Extra fields are rejected

All models in the pywatershed config use extra="forbid". Typos or unknown fields produce immediate validation errors rather than being silently ignored.

sir_path

Path to the Phase 1 pipeline output directory containing the .manifest.yml and SIR data files. Relative paths are resolved against the config file's parent directory.

domain

Points to pre-existing fabric and segment files. hydro-param does not fetch or subset fabrics.

Field Type Default Description
fabric_path string required Path to HRU fabric (GeoPackage or GeoParquet)
segment_path string null Path to segment/flowline file for routing topology
waterbody_path string null Path to NHDPlus waterbody polygons for depression storage overlay
id_field string "nhm_id" Feature ID column in the fabric
segment_id_field string "nhm_seg" Segment ID column in the segment file

time

Field Type Default Description
start string required Start date in ISO format (e.g., "2020-01-01")
end string required End date in ISO format (e.g., "2021-12-31")

WHAT YOU NEED TO DO -
A - State the reason the pywatershed configuration extract gives for having every model use extra="forbid".
B - Carry on the pywatershed configuration extract from the point where it stops.

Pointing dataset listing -

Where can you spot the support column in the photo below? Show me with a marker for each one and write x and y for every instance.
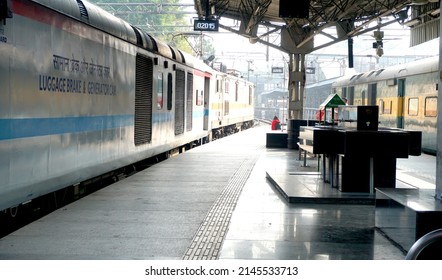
(296, 86)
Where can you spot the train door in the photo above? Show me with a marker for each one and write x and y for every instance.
(372, 94)
(206, 103)
(400, 105)
(189, 102)
(351, 95)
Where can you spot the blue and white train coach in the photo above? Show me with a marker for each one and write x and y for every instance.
(84, 92)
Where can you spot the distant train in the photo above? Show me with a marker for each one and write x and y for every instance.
(84, 93)
(407, 96)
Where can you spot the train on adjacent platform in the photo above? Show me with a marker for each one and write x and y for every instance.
(84, 93)
(407, 96)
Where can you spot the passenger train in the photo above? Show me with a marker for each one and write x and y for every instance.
(84, 93)
(407, 96)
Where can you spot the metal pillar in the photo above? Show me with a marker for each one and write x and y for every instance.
(296, 86)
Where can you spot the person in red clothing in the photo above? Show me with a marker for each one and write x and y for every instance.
(276, 124)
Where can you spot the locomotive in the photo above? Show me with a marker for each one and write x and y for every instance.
(84, 93)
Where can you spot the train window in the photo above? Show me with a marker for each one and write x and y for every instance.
(169, 91)
(160, 93)
(413, 106)
(218, 86)
(431, 106)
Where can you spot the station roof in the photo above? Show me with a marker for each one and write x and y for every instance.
(350, 18)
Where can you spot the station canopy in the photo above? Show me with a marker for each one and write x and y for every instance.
(298, 22)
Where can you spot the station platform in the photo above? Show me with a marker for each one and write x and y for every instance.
(222, 200)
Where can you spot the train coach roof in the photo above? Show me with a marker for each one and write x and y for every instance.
(420, 66)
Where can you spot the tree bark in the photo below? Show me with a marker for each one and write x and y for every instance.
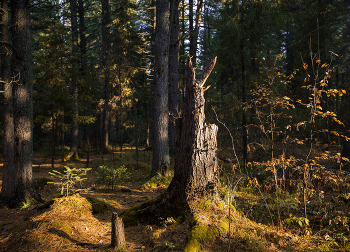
(174, 48)
(194, 31)
(346, 143)
(161, 161)
(117, 234)
(196, 171)
(20, 188)
(8, 168)
(196, 163)
(75, 129)
(106, 70)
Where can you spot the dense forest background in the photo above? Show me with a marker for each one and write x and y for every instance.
(96, 72)
(94, 88)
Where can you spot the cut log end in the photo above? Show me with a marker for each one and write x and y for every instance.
(117, 235)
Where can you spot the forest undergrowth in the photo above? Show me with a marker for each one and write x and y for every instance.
(255, 220)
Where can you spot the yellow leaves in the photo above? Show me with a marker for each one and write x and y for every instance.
(334, 133)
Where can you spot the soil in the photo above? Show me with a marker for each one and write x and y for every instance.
(32, 229)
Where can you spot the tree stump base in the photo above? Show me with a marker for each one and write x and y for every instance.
(196, 163)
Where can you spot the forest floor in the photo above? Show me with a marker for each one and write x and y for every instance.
(250, 223)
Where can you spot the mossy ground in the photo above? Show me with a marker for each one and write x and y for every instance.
(81, 222)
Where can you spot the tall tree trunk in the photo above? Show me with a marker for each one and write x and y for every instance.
(192, 50)
(9, 174)
(161, 161)
(106, 70)
(75, 129)
(194, 31)
(243, 72)
(196, 164)
(21, 187)
(174, 48)
(196, 170)
(83, 68)
(346, 144)
(151, 112)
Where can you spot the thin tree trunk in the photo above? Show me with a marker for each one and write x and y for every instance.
(244, 120)
(196, 171)
(75, 129)
(9, 172)
(174, 74)
(151, 113)
(161, 161)
(21, 188)
(346, 144)
(106, 70)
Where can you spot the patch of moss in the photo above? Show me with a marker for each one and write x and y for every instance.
(223, 192)
(62, 226)
(130, 217)
(204, 205)
(221, 205)
(200, 234)
(98, 206)
(180, 219)
(195, 220)
(158, 180)
(73, 204)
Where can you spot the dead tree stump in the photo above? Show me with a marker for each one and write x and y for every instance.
(118, 236)
(196, 163)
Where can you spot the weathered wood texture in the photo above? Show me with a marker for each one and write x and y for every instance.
(118, 235)
(160, 159)
(196, 163)
(19, 187)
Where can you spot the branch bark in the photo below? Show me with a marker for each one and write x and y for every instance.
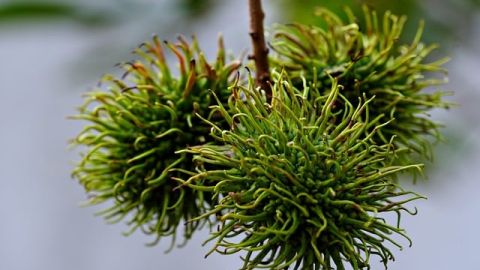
(260, 50)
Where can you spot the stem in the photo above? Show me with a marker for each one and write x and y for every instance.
(260, 50)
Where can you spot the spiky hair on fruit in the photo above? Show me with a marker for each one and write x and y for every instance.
(136, 126)
(370, 59)
(300, 183)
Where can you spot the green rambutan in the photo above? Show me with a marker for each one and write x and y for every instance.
(136, 126)
(369, 60)
(299, 181)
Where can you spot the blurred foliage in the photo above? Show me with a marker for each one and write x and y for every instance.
(34, 10)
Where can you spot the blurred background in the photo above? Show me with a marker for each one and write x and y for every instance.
(52, 52)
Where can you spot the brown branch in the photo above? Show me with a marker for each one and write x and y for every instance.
(260, 50)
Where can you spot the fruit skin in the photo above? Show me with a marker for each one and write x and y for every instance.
(369, 59)
(134, 129)
(293, 187)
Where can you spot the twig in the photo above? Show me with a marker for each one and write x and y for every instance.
(260, 50)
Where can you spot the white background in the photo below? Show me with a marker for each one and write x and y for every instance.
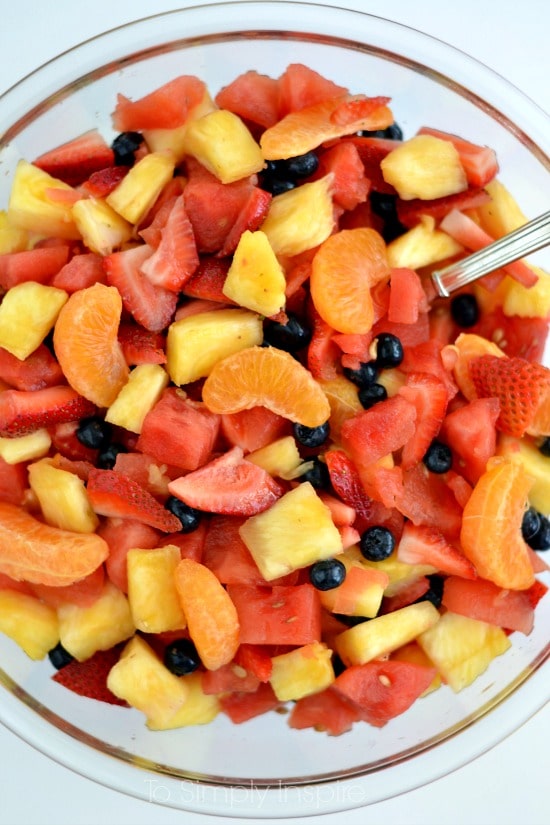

RESPONSES TO THE TASKS -
A - Every model uses extra="forbid" so that typos and unknown fields cause immediate validation errors instead of being silently ignored.

B -
timestep string "daily" Temporal resolution. Only daily is supported.

static_datasets

Groups static parameter declarations by category. Each parameter entry maps a pywatershed parameter name to the SIR dataset that provides its source data.

The five categories are: topography, soils, landcover, snow, and waterbodies. Each category has an available list declaring which registry datasets were used, plus named parameter fields.

Parameter entry fields:

Field Type Default Description
source string required Registry dataset name (e.g., dem_3dep_10m)
variable string null Single source variable name
variables list null Multiple source variables (use one of variable or variables, not both)
statistic string null Zonal statistic applied (mean, categorical)
year int or list null NLCD year(s) for multi-epoch land cover
time_period list null Temporal range for temporal datasets
description string required Human-readable description
Available parameters by category

Topography: hru_elev, hru_slope, hru_aspect

Soils: soil_type, sat_threshold, soil_moist_max, soil_rechr_max_frac

Landcover: cov_type, hru_percent_imperv, covden_sum, covden_win, srain_intcp, wrain_intcp, snow_intcp

Snow: hru_deplcrv, snarea_thresh

Waterbodies: hru_type, dprst_frac

forcing

Temporal forcing time series. The derivation plugin converts forcing from SIR units (metric: mm, degC) to PRMS units (inches, degF) during output formatting.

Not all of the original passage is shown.